[Dataset entries]
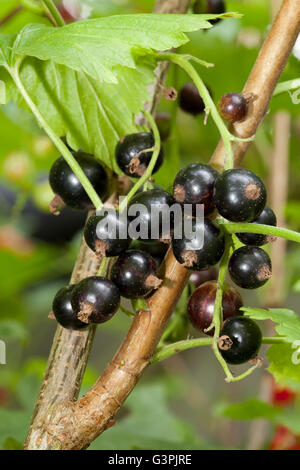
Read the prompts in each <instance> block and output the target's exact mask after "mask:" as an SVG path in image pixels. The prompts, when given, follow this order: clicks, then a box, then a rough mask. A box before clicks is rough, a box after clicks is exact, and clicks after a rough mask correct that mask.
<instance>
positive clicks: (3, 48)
mask: <svg viewBox="0 0 300 470" xmlns="http://www.w3.org/2000/svg"><path fill="white" fill-rule="evenodd" d="M15 38H16V35H15V34H0V65H10V62H11V57H12V47H13V44H14V41H15Z"/></svg>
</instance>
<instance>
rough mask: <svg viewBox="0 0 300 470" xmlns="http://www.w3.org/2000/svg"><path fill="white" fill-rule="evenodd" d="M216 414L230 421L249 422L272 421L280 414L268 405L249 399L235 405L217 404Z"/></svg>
mask: <svg viewBox="0 0 300 470" xmlns="http://www.w3.org/2000/svg"><path fill="white" fill-rule="evenodd" d="M215 411H216V413H217V414H218V415H221V416H225V417H226V418H230V419H238V420H250V419H258V418H265V419H270V420H272V419H274V417H275V416H276V415H277V414H278V412H280V409H278V408H275V407H274V406H272V405H269V404H268V403H265V402H263V401H260V400H256V399H254V398H253V399H252V398H251V399H249V400H247V401H244V402H242V403H235V404H230V405H228V404H227V403H221V404H219V405H218V406H217V407H216V409H215Z"/></svg>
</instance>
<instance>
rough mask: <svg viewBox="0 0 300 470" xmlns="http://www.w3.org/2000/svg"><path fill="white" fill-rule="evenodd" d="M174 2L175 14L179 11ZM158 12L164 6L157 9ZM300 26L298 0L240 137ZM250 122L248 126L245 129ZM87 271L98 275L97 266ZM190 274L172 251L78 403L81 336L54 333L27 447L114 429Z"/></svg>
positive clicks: (167, 9) (259, 78)
mask: <svg viewBox="0 0 300 470" xmlns="http://www.w3.org/2000/svg"><path fill="white" fill-rule="evenodd" d="M167 5H169V8H170V9H171V11H172V12H173V13H175V12H183V11H184V10H185V9H186V8H187V5H188V2H186V1H183V2H180V1H179V0H178V1H175V0H174V1H169V0H166V1H163V0H161V1H159V2H158V3H157V7H156V10H155V11H156V12H158V11H163V12H165V13H167V12H168V11H170V10H168V9H167ZM176 5H177V8H178V9H175V8H176ZM158 8H161V9H160V10H158ZM174 9H175V10H174ZM299 26H300V0H285V1H284V2H283V5H282V8H281V11H280V13H279V16H278V17H277V19H276V21H275V23H274V25H273V27H272V28H271V30H270V32H269V35H268V38H267V39H266V42H265V44H264V46H263V48H262V50H261V52H260V55H259V57H258V59H257V62H256V64H255V66H254V69H253V71H252V73H251V75H250V78H249V80H248V82H247V86H246V87H245V90H246V91H248V92H252V93H254V94H255V95H256V100H255V101H254V104H253V107H252V109H250V112H249V115H248V117H247V120H246V121H245V122H244V123H243V124H244V126H245V127H244V130H243V129H239V127H237V128H236V129H234V131H235V132H237V133H238V134H239V135H242V134H241V132H245V134H246V135H243V136H245V137H247V136H249V135H252V134H253V133H254V132H255V131H256V129H257V127H258V124H259V123H260V122H261V120H262V118H263V116H264V114H265V111H266V107H267V104H268V102H269V100H270V98H271V96H272V93H273V90H274V87H275V85H276V83H277V80H278V79H279V76H280V73H281V71H282V69H283V67H284V65H285V63H286V61H287V58H288V55H289V54H290V52H291V49H292V46H293V44H294V41H295V39H296V37H297V35H298V33H299ZM165 71H166V65H164V64H162V65H161V66H160V69H159V71H158V79H157V82H156V85H155V86H154V87H153V90H154V91H153V93H154V94H153V100H152V102H151V103H150V104H149V107H148V109H152V110H153V109H155V104H156V103H157V102H158V100H159V97H160V93H161V88H162V87H161V83H160V80H161V75H160V74H162V75H163V74H164V73H165ZM246 123H248V124H247V125H246ZM240 125H242V124H240ZM247 147H248V145H245V144H241V145H238V146H237V149H236V159H237V162H240V161H241V158H242V156H243V155H244V153H245V152H246V150H247ZM223 160H224V152H223V150H222V145H221V144H219V146H218V149H217V151H216V152H215V154H214V156H213V158H212V163H214V164H216V165H217V166H218V165H220V166H221V165H222V162H223ZM82 249H83V248H82ZM91 258H93V255H91V253H88V254H86V257H83V259H82V262H81V263H82V268H81V269H82V271H83V270H85V271H84V272H85V275H91V272H89V270H88V269H87V266H88V265H89V263H90V262H91V261H90V259H91ZM79 264H80V263H79ZM90 269H91V270H92V271H93V269H94V265H93V264H92V265H91V266H90ZM76 272H77V271H75V273H76ZM74 275H75V274H74ZM188 275H189V273H188V271H187V270H186V269H185V268H184V267H183V266H182V265H180V264H178V263H177V262H176V260H175V259H174V256H173V254H172V252H170V251H169V252H168V254H167V257H166V260H165V279H164V282H163V284H162V286H161V287H160V288H159V289H158V290H157V291H156V293H155V294H154V295H153V296H152V297H151V299H150V300H149V308H150V311H141V312H139V313H138V314H137V315H136V317H135V318H134V320H133V323H132V326H131V328H130V330H129V332H128V334H127V336H126V338H125V340H124V342H123V343H122V345H121V347H120V349H119V351H118V352H117V354H116V355H115V357H114V358H113V359H112V361H111V362H110V363H109V364H108V366H107V367H106V369H105V371H104V373H103V374H102V376H101V377H100V378H99V380H98V381H97V383H96V384H95V386H94V387H93V388H92V389H91V390H90V391H89V392H88V393H87V394H86V395H85V396H84V397H83V398H82V399H80V400H79V401H77V402H74V401H71V400H72V398H73V399H74V398H76V395H77V392H78V385H76V384H78V383H79V382H80V380H81V377H82V369H83V367H82V366H81V368H80V367H78V360H79V359H78V358H77V361H73V358H70V357H69V359H70V360H71V362H70V364H69V365H68V363H67V358H66V356H65V354H66V353H65V350H68V349H69V348H71V345H72V344H74V341H75V338H76V337H77V336H76V335H77V333H76V334H73V333H71V334H69V335H70V336H68V337H67V338H66V337H64V341H66V342H67V344H66V343H65V344H64V345H63V344H62V343H61V346H59V344H57V343H58V340H59V338H62V336H61V335H63V333H58V334H57V338H56V340H55V342H54V345H53V349H52V353H51V357H50V364H49V366H48V368H47V372H46V377H45V380H44V383H43V385H42V394H41V396H40V397H39V405H38V407H37V409H36V412H35V419H34V420H33V422H32V424H31V428H30V432H29V436H28V439H27V448H28V449H85V448H86V447H88V445H89V444H90V443H91V442H92V441H93V440H94V439H95V438H96V437H97V436H98V435H99V434H101V432H103V431H104V430H105V429H106V428H107V427H109V426H111V424H113V419H114V416H115V414H116V412H117V411H118V410H119V408H120V407H121V406H122V404H123V402H124V400H125V399H126V397H127V396H128V395H129V393H130V392H131V391H132V389H133V388H134V386H135V385H136V383H137V381H138V379H139V377H140V375H141V374H142V372H143V370H144V369H145V368H146V366H147V365H148V364H149V361H150V359H151V356H152V354H153V352H154V350H155V348H156V345H157V343H158V341H159V339H160V336H161V334H162V332H163V330H164V327H165V325H166V323H167V321H168V319H169V317H170V315H171V313H172V310H173V308H174V306H175V305H176V303H177V301H178V299H179V297H180V295H181V293H182V290H183V288H184V285H185V283H186V281H187V279H188ZM92 334H93V333H88V335H91V336H90V339H91V338H92ZM78 338H79V339H78V342H80V348H81V351H82V353H83V354H85V360H86V358H87V355H88V354H87V353H86V351H84V346H87V338H84V337H81V336H79V337H78ZM62 346H64V347H62ZM52 369H53V370H52ZM69 369H70V371H69ZM64 374H66V377H68V380H69V387H70V389H68V390H67V389H66V388H65V387H64V385H61V390H62V391H61V394H60V395H59V397H58V398H57V399H56V401H55V402H54V405H53V406H51V407H50V404H51V403H53V400H52V397H53V393H55V394H56V395H57V391H56V388H57V386H58V385H57V384H58V383H59V382H58V383H56V385H55V382H56V380H55V377H56V375H57V376H58V377H60V380H61V378H63V377H64Z"/></svg>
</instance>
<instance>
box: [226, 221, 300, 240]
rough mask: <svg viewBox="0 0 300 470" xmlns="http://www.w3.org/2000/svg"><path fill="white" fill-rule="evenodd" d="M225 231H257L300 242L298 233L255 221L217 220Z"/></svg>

Task goal
Print the rows from their beginning through the line containing "positive clicks: (3, 48)", both ends included, keeping every line unchanged. Leave the pictures out of your answer.

Solved exercise
Read the prompts in each <instance> block and output the target's exact mask after "mask:" as an SVG path in image pixels. The prompts, when given, follow this order: clicks, then a box, then a rough mask. A box before clicks is rough, a box after clicks is exact, and clicks after a rough mask correct that mask.
<instance>
positive clicks: (3, 48)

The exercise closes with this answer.